**Text passage**
+ + +
Chemicals control applications to the wood or to the soil have been determined time by time. Chemical fumigants containing methyl bromide, sulfuric fluoride, or a combination of carbon dioxide and methyl bromide is the suitable procedure of eradicating dry wood termites. Biocontrol agents are environment friendly and proficient in working but its cost effective feature is debatable. Abiotic factors such as warm and moist favored by subterranean termites, which promote epizootics, also have the potential for biological control (Verma et al., 2009). Few studies have reported the potential of entomopathogenic nematodes (EPN) to control termites. EPN exposure to termites resulted in significant response of parasitization (47% after 4 days) and 100% mortality after 12 days under lab conditions. Fujii (1975) gained 96% mortality results of C. formosanus within 7 days after treating with infective-stage Steinernema carpocapsae (Weiser) (Steinernematidae) in laboratory analysis. Mortality rate, more than 95%, was documented within 3 days by Georgis et al., (1982) for both Reticulitermes sp. and Zootermopsis sp. after laboratory exposure to S. carpocapsae; further termites were also serve as vectors for EPN that take back to their colonies. S. carpocapsae has shown high rates of infection to Nasutitermes costalis and R. flavipes obtained under laboratory conditions (Laumond et al., 1979 and Trudeau, 1989).
+ + +
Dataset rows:
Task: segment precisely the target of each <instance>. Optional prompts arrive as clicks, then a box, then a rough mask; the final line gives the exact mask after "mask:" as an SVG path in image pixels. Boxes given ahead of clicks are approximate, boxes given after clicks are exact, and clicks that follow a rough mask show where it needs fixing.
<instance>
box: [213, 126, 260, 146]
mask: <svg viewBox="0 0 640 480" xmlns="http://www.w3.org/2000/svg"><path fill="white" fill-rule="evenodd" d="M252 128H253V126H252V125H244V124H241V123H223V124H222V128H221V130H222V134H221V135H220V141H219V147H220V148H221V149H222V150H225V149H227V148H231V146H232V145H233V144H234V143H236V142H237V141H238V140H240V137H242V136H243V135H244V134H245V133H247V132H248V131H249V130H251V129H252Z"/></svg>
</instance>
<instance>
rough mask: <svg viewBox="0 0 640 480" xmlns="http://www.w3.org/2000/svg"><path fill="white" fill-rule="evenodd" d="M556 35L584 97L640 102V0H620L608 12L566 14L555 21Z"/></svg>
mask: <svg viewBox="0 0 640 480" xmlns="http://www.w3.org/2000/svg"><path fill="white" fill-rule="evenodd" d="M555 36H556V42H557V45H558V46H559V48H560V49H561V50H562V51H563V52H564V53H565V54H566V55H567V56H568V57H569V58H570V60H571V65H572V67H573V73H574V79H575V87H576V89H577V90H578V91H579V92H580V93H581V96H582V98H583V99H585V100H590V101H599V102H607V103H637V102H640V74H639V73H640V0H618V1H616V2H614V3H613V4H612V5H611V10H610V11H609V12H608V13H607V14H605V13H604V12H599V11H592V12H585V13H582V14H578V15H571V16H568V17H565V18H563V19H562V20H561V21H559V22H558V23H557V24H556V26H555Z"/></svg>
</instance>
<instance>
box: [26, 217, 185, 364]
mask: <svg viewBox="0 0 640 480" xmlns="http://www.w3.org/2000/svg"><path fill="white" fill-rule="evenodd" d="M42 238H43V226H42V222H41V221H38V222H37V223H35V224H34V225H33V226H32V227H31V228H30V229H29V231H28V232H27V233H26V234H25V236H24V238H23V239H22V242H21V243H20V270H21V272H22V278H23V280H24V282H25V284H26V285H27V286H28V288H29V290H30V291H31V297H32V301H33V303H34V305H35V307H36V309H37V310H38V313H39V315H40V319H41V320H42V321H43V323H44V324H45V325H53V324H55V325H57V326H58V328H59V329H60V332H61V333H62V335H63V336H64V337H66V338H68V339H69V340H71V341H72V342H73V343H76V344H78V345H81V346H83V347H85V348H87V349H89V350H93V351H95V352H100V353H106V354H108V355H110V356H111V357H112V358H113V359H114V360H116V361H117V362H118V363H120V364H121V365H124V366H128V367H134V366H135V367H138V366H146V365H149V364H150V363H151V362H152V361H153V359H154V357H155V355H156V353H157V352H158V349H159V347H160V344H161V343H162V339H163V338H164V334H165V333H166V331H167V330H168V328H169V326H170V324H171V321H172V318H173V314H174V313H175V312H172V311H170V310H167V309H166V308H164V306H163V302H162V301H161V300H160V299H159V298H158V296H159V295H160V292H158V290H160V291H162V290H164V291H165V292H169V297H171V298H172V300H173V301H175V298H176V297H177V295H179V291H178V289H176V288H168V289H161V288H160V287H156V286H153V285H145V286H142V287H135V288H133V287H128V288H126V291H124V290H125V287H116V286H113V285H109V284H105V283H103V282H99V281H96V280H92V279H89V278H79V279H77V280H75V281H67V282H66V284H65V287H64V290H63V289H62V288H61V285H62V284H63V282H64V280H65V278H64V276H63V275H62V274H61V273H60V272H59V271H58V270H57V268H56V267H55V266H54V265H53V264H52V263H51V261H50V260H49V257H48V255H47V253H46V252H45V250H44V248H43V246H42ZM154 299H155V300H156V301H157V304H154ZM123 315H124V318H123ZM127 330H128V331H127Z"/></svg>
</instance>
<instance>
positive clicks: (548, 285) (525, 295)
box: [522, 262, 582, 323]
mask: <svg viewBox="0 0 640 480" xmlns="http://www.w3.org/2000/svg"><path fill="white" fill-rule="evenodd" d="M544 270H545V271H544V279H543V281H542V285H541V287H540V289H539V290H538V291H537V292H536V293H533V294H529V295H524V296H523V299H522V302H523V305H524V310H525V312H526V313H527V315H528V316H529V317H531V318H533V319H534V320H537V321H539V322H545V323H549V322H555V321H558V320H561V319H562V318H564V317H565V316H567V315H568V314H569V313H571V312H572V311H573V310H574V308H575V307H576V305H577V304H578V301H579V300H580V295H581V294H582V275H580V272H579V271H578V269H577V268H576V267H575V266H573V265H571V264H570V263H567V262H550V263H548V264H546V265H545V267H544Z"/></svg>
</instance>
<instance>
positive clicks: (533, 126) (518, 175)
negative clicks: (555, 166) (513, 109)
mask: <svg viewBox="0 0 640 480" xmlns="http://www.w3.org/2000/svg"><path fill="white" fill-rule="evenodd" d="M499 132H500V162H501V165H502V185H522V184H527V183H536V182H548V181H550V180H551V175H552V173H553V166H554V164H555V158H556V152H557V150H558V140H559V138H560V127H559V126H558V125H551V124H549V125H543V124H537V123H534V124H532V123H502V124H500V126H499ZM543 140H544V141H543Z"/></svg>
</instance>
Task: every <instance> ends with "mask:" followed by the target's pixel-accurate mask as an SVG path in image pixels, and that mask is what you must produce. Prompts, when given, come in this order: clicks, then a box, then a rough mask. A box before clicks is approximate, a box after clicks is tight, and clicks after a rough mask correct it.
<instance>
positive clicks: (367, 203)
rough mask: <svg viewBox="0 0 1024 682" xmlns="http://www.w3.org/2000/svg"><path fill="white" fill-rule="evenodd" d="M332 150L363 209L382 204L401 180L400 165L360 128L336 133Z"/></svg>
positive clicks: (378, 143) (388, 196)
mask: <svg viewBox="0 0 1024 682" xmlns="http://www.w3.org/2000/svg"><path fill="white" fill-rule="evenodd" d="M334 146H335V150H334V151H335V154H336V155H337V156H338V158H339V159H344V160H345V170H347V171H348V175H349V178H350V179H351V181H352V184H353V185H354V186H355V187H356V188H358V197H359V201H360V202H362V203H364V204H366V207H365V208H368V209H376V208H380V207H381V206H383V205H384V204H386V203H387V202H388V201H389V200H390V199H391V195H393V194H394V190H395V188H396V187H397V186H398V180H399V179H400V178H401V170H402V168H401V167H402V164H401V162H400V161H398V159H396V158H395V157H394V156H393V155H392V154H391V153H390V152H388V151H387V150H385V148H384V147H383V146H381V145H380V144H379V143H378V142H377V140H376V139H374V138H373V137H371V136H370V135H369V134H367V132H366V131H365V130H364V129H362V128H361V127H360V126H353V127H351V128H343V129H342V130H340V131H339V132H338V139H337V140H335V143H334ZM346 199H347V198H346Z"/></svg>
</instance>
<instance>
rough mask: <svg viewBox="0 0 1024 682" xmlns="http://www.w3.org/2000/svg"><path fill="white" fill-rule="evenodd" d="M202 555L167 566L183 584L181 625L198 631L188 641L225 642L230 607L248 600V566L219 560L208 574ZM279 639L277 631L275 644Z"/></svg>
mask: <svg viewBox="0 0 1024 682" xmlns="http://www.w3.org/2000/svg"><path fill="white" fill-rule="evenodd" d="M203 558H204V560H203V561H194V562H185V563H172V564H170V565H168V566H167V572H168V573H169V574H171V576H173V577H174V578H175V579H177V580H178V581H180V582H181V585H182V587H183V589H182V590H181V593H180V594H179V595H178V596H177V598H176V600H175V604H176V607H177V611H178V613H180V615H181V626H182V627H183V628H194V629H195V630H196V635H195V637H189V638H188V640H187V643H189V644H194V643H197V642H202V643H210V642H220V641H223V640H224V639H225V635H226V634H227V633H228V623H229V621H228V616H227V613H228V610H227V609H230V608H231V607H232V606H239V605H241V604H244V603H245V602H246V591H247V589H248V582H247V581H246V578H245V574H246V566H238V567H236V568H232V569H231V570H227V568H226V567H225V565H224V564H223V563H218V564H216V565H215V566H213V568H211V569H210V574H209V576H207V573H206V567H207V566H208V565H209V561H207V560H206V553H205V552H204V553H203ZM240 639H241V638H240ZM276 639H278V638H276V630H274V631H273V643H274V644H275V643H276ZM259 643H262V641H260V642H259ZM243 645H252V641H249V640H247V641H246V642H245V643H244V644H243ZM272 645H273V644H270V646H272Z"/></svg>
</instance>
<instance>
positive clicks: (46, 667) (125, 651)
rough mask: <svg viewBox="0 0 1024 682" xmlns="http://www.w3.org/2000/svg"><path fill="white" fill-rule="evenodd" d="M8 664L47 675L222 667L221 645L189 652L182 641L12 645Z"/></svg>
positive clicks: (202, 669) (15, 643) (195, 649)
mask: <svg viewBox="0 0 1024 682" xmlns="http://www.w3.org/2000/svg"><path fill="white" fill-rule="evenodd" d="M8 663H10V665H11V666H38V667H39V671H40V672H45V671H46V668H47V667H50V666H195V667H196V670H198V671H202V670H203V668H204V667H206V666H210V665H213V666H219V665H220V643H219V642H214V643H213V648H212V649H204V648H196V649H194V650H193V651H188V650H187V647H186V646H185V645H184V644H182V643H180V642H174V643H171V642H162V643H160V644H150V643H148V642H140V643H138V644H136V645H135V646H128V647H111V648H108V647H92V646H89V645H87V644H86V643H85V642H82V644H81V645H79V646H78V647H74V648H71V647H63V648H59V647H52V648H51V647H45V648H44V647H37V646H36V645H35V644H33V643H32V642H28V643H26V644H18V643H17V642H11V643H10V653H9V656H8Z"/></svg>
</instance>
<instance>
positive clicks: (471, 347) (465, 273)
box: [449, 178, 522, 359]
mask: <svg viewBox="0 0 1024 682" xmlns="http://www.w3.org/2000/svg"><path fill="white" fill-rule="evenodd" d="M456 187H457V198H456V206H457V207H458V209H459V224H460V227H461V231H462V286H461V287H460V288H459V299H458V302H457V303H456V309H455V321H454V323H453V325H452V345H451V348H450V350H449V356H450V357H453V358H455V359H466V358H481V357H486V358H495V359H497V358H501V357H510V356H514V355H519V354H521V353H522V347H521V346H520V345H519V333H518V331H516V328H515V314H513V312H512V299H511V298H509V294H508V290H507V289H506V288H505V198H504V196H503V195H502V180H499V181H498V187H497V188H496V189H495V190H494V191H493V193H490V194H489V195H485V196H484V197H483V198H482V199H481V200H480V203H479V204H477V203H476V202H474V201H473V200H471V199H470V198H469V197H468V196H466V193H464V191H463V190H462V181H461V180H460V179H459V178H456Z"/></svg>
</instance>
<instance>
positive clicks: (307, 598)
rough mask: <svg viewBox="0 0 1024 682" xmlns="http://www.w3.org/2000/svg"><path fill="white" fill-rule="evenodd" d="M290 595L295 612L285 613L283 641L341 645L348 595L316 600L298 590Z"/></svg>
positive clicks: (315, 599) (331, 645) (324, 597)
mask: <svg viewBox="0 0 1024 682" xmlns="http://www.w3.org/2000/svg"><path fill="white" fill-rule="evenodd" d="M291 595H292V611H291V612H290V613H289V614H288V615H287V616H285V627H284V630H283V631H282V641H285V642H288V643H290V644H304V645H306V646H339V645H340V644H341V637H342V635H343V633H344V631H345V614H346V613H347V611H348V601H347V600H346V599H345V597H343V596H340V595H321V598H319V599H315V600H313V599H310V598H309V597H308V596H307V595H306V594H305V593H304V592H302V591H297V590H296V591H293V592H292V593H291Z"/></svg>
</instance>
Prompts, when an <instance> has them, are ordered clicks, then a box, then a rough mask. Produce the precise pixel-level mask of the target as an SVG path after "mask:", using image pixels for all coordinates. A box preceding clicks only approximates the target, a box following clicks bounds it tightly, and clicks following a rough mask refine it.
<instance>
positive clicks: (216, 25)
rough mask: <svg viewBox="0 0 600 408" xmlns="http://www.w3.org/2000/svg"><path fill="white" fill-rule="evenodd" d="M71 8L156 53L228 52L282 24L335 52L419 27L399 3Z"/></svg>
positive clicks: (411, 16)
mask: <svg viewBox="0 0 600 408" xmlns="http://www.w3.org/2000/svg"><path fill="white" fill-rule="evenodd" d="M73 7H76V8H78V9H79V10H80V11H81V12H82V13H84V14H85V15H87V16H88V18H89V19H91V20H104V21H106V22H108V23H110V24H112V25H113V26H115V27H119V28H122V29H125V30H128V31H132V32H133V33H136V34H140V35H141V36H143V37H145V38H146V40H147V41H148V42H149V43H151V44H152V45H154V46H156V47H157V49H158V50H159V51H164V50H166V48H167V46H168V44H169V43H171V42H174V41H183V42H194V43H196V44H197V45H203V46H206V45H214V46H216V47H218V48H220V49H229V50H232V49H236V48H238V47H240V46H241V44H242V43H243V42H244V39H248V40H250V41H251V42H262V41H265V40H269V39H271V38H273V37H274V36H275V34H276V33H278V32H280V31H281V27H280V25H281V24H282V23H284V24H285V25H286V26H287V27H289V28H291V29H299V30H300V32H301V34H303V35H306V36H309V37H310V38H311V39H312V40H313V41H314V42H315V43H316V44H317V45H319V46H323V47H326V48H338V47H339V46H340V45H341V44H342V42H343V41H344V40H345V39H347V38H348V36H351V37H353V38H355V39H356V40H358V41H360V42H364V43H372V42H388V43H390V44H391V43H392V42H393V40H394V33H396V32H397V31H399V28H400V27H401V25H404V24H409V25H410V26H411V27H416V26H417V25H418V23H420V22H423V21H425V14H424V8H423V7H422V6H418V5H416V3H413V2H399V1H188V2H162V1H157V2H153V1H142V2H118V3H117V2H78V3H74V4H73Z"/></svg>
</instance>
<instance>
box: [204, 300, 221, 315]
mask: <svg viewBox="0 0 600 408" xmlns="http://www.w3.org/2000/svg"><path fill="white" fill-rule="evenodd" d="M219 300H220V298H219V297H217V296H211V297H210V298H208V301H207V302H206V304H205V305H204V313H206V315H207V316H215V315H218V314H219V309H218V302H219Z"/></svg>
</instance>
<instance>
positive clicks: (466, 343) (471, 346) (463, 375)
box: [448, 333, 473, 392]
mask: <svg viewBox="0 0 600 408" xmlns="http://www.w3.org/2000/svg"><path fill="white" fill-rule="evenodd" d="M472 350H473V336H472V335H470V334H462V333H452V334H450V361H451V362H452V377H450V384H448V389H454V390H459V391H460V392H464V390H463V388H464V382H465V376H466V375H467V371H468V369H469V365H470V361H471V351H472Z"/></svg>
+ + +
**Task item A**
In the passage on termite control, what mortality did Fujii (1975) record for C. formosanus after treatment with infective-stage Steinernema carpocapsae, and over what period?
**Task item B**
Extend the passage on termite control with the next part, following on from its final sentence.

**Answer area A**
96% mortality within 7 days.

**Answer area B**
The present study aimed to assess the efficacy of symbiotic bacteria Xenorhabdus species as biopesticide against the termite, M. mycophagus, under laboratory conditions.
Materials and methods
Collection of termite
The termite (M. mycophagus) was collected from different infested trees in the premises of the University of Karachi, Karachi (24° 56' 21.833" N, 67° 7' 14.869" E), Pakistan.
Bacterial culture (isolation of bacteria from insect hemolymph)
Entomopathogenic nematodes (EPN) were obtained from the storage unit, maintained by Prof. Dr. Shahina Fayyaz at NNRC, University of Karachi, Karachi, Pakistan. All nematodes were propagated in last instar larvae of the greater wax moth, Galleria mellonella L., using the method of Dutky (1974). Infective juveniles were collected by White traps (White, 1927), harvested, and stored in sterilized distilled water at 10–15 °C for no more than 2 weeks before they were used.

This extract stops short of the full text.